__Document segment__:
[Start]
- Born: 14 June 1896 Drogheda, Ireland
- Died: 28 May 1971 (aged 74) Spain
- Engineering career
- Discipline: Electrical Engineering
- Projects: Ardnacrusha power station, Electricity Supply Board

= Thomas McLaughlin (engineer) =

Thomas A. McLaughlin (14 June 1896 – 28 May 1971) was an Irish engineer from Drogheda, County Louth, and one of the key people in the Shannon hydroelectric scheme, an early icon of the Irish Free State. He then helped establish the Electricity Supply Board (ESB) which distributed electricity across Ireland and promoted the rural electrification of Ireland.

McLaughlin studied at University College Dublin and University College Galway. After qualifying as an electrical engineer, he started working for Siemens-Schuckert-Werke in Berlin in late 1922. He was impressed with the success of electrifying Pomerania, an area in Germany similar in scale to Ireland. McLaughlin promoted the concept of using the River Shannon as a basis for a hydro-electric and electrification scheme. He succeeded in having scheme adopted against intense political opposition.

==Origin and early career==
Thomas McLaughlin was born in Drogheda to Peter McLaughin, an excise office, and Sarah McLoughlin née McCabe. He was educated at Synge Street CBS. He gained physics degrees (BSc and MSc) at University College Dublin and was appointed as an assistant lecturer in the physics department at University College Galway where he also studied electrical engineering and gained a BE and PhD

In 1922, McLaughlin obtained a post with Siemens-Schuckert in Berlin, which was particularly active in hydroelectric projects. Professor F.S. Rishworth, the professor of Civil Engineering at Galway, aroused McLaughlin's interest in the possibility of the Shannon electrification by giving him a copy of John Chaloner Smith's (son of John Chaloner Smith) prize-winning analysis of the average flows from large catchment areas in Ireland.

==The Shannon Scheme for electrifying Ireland==
In Germany, he developed an ambitious proposal for using the 30m drop from Killaloe to Limerick, and persuaded the company to back it. Chaloner Smith's paper enabled him to overcome the objections to Theodore Steven's 1915 proposals for a Shannon scheme, which was based on inadequate data. He went to London and Ireland at the end of 1923 and met his college friend Patrick McGilligan who was now Minister for Industry and Commerce in the new Irish Free State government. McGilligan was enthusiastic about the idea.

It was an audacious project, for which the first stage would cost nearly £5m for a government whose annual budget was £25m. It would produce more electricity than the whole of Ireland was then producing. Distributing the electricity would require a country-wide grid that did not then exist. W. T. Cosgrave, President of the Executive Council (Prime Minister), proved harder to convince. He rejected the idea at the first meeting but did agree to meet McLaughlin again. At the second meeting, McLaughlin was accompanied by a senior director of Siemens. They were given permission to develop the project and by September 1924 McLaughlin had produced a report "The Electrification of the Irish Free State: The Shannon Scheme Developed by Siemens-Schuckert". The company had shown their faith in him by agreeing to face all costs if it was refused. If approved, it would be the biggest export order ever achieved by a German company.
[End]
Location labeling data
[Start]
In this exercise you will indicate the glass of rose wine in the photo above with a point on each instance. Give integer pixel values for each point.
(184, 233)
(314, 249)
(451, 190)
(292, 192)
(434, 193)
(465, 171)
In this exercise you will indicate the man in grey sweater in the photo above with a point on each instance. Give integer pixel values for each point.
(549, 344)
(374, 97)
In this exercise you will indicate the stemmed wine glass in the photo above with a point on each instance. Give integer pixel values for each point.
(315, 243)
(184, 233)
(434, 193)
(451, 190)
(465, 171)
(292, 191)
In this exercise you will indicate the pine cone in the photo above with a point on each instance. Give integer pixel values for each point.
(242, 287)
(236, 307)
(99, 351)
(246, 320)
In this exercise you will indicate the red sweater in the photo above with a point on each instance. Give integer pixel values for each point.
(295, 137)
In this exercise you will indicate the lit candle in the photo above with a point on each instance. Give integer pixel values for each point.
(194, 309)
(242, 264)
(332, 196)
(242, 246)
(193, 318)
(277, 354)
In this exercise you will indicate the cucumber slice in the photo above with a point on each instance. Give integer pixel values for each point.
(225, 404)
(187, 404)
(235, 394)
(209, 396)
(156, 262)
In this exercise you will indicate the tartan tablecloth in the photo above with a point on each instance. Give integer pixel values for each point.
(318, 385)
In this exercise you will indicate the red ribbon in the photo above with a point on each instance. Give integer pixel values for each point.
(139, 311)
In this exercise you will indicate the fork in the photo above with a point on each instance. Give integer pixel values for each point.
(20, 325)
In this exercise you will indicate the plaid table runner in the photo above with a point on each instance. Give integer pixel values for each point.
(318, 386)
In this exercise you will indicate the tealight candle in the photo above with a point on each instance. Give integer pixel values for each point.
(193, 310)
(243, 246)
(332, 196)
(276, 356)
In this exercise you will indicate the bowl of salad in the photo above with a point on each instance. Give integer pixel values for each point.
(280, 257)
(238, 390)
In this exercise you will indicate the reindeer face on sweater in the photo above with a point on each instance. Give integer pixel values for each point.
[End]
__Tasks to perform__:
a – Quote the passage of the Thomas McLaughlin biography from "McLaughlin studied at" to "intense political opposition.".
b – Answer these questions using the Thomas McLaughlin biography:
(i) At which school was McLaughlin educated?
(ii) When did McLaughlin travel to London and Ireland after developing his proposal in Germany?
(iii) What would the first stage of the Shannon project cost?
c – Continue the Thomas McLaughlin biography from its final sentence.

__Task answers__:
a –
McLaughlin studied at University College Dublin and University College Galway. After qualifying as an electrical engineer, he started working for Siemens-Schuckert-Werke in Berlin in late 1922. He was impressed with the success of electrifying Pomerania, an area in Germany similar in scale to Ireland. McLaughlin promoted the concept of using the River Shannon as a basis for a hydro-electric and electrification scheme. He succeeded in having scheme adopted against intense political opposition.

b –
(i) Synge Street CBS
(ii) At the end of 1923
(iii) Nearly £5m

c –
At this point, furious arguments broke out, mainly from organisations in Dublin who had alternative plans centred on the River Liffey, closer to Dublin. Protest meetings were organised, debates were held in the Dáil and pamphlets were published against the idea. The Government commissioned four international experts to vet the scheme and they produced a report on the Shannon Scheme approving the centralised approach but suggesting a two-stage development. The Government saw a nation-building project and in April 1925 a bill was presented in the Daíl to implement the project. By August the contract had been signed. It was in two parts, with the first costing £5m and the second £6m. 30% of the cost of the first part was to implement a supply grid to Dublin and other centres.

When construction began, the 27-year-old McLaughlin served as managing director for Siemens in Ireland. He insisted that where qualified Irishmen were available they would be preferentially hired and that all unskilled labour would be Irish. At the peak, there were 5,000 employed on the project including around 150 German workers. The successful completion of the project in 1929 re-established Siemens on the world scene and led to other successful projects worldwide.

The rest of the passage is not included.